Given text:
-- BEGIN --

Deep Positive-Unlabeled Anomaly Detection for Contaminated Unlabeled Data

This is a pytorch implementation of the following paper [arXiv]:

@misc{takahashi2024deep,
      title={Deep Positive-Unlabeled Anomaly Detection for Contaminated Unlabeled Data}, 
      author={Hiroshi Takahashi and Tomoharu Iwata and Atsutoshi Kumagai and Yuuki Yamanaka},
      year={2024},
      eprint={2405.18929},
      archivePrefix={arXiv},
      primaryClass={stat.ML}
}

Please read LICENCE.md before reading or using the files.

Prerequisites

Please install python>=3.10, numpy, scipy, torch, torchvision, scikit_learn, and matplotlib
Please also see requirements.txt
Note that we use the nvidia pytorch docker image (23.12-py3)

-- END --

[Items listed in a dataset]
-- BEGIN --

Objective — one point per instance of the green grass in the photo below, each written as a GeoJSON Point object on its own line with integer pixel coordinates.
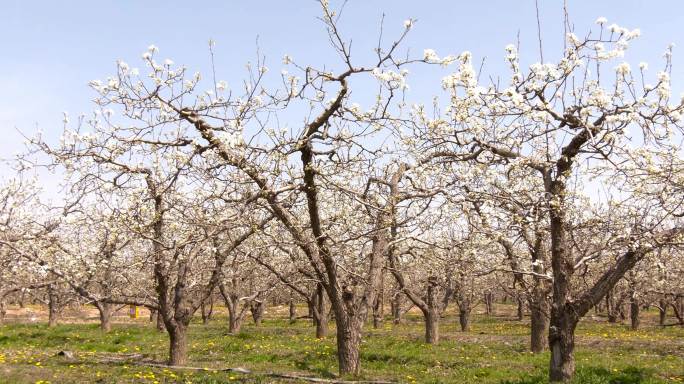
{"type": "Point", "coordinates": [494, 351]}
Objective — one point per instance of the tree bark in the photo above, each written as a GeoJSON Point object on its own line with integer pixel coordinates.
{"type": "Point", "coordinates": [562, 344]}
{"type": "Point", "coordinates": [432, 327]}
{"type": "Point", "coordinates": [257, 309]}
{"type": "Point", "coordinates": [464, 319]}
{"type": "Point", "coordinates": [207, 310]}
{"type": "Point", "coordinates": [52, 307]}
{"type": "Point", "coordinates": [488, 303]}
{"type": "Point", "coordinates": [178, 346]}
{"type": "Point", "coordinates": [539, 324]}
{"type": "Point", "coordinates": [293, 311]}
{"type": "Point", "coordinates": [105, 311]}
{"type": "Point", "coordinates": [318, 310]}
{"type": "Point", "coordinates": [662, 312]}
{"type": "Point", "coordinates": [610, 307]}
{"type": "Point", "coordinates": [348, 345]}
{"type": "Point", "coordinates": [634, 310]}
{"type": "Point", "coordinates": [395, 305]}
{"type": "Point", "coordinates": [521, 308]}
{"type": "Point", "coordinates": [161, 327]}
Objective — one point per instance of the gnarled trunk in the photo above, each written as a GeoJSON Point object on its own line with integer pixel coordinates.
{"type": "Point", "coordinates": [292, 312]}
{"type": "Point", "coordinates": [432, 327]}
{"type": "Point", "coordinates": [178, 345]}
{"type": "Point", "coordinates": [489, 303]}
{"type": "Point", "coordinates": [396, 308]}
{"type": "Point", "coordinates": [662, 312]}
{"type": "Point", "coordinates": [105, 311]}
{"type": "Point", "coordinates": [562, 344]}
{"type": "Point", "coordinates": [521, 309]}
{"type": "Point", "coordinates": [634, 310]}
{"type": "Point", "coordinates": [539, 326]}
{"type": "Point", "coordinates": [207, 310]}
{"type": "Point", "coordinates": [53, 307]}
{"type": "Point", "coordinates": [257, 309]}
{"type": "Point", "coordinates": [161, 327]}
{"type": "Point", "coordinates": [348, 345]}
{"type": "Point", "coordinates": [464, 318]}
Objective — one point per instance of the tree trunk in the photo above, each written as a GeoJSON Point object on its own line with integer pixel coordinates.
{"type": "Point", "coordinates": [257, 309]}
{"type": "Point", "coordinates": [562, 344]}
{"type": "Point", "coordinates": [464, 319]}
{"type": "Point", "coordinates": [293, 312]}
{"type": "Point", "coordinates": [488, 303]}
{"type": "Point", "coordinates": [432, 327]}
{"type": "Point", "coordinates": [3, 311]}
{"type": "Point", "coordinates": [678, 310]}
{"type": "Point", "coordinates": [348, 345]}
{"type": "Point", "coordinates": [319, 312]}
{"type": "Point", "coordinates": [539, 324]}
{"type": "Point", "coordinates": [207, 310]}
{"type": "Point", "coordinates": [161, 327]}
{"type": "Point", "coordinates": [52, 307]}
{"type": "Point", "coordinates": [178, 345]}
{"type": "Point", "coordinates": [105, 310]}
{"type": "Point", "coordinates": [610, 307]}
{"type": "Point", "coordinates": [396, 308]}
{"type": "Point", "coordinates": [377, 315]}
{"type": "Point", "coordinates": [634, 312]}
{"type": "Point", "coordinates": [234, 321]}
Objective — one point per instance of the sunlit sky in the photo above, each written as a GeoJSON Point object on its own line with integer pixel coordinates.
{"type": "Point", "coordinates": [52, 49]}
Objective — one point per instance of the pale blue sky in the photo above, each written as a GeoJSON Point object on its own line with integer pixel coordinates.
{"type": "Point", "coordinates": [51, 49]}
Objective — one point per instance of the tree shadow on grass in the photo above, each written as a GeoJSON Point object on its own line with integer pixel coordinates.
{"type": "Point", "coordinates": [595, 375]}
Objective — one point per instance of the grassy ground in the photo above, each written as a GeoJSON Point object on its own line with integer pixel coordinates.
{"type": "Point", "coordinates": [494, 351]}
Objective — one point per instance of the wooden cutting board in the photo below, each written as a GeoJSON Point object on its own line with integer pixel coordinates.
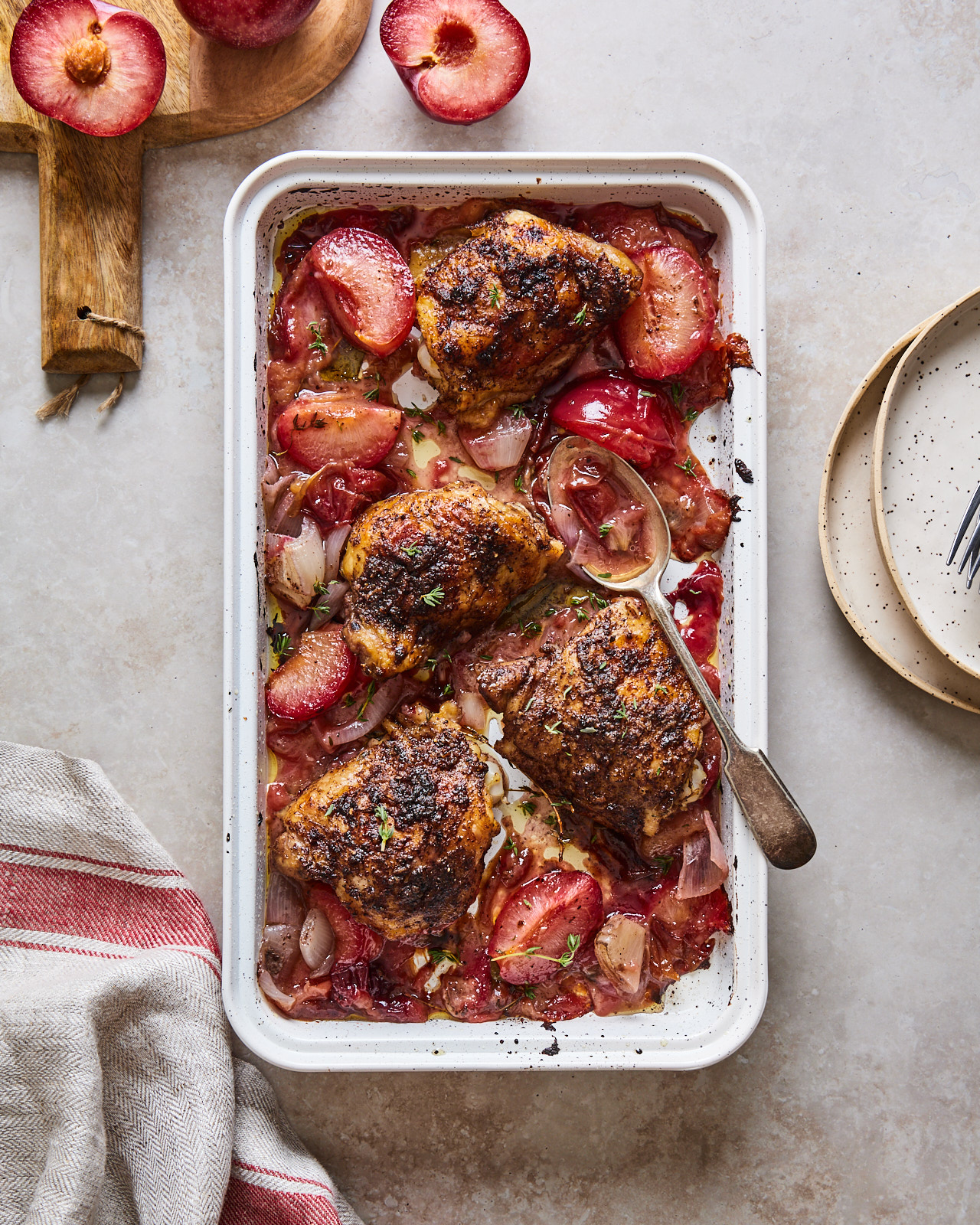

-- END --

Task 1: Can you reproduce the project README from "This is a pytorch" up to and including "using the files."?
Task 2: Could you transcribe the entries from the line with "Objective — one point per instance of the tree shadow" up to and including the last line of the entries, leaving the pictures out?

Answer 1:
This is a pytorch implementation of the following paper [arXiv]:

@misc{takahashi2024deep,
      title={Deep Positive-Unlabeled Anomaly Detection for Contaminated Unlabeled Data}, 
      author={Hiroshi Takahashi and Tomoharu Iwata and Atsutoshi Kumagai and Yuuki Yamanaka},
      year={2024},
      eprint={2405.18929},
      archivePrefix={arXiv},
      primaryClass={stat.ML}
}

Please read LICENCE.md before reading or using the files.

Answer 2:
Objective — one point per instance of the tree shadow on grass in the photo above, each written as a GeoJSON Point object on its own line with integer pixel coordinates.
{"type": "Point", "coordinates": [595, 375]}
Objective — one point per instance of the grassy ground in the photo above, each written as a GeoJSON Point object on its own line with integer pixel coordinates.
{"type": "Point", "coordinates": [494, 351]}
Objective — one point per instance of the wooden cutting board in the photo below, each written as a GeoJSON Point object on its own line with integer pixel coordinates.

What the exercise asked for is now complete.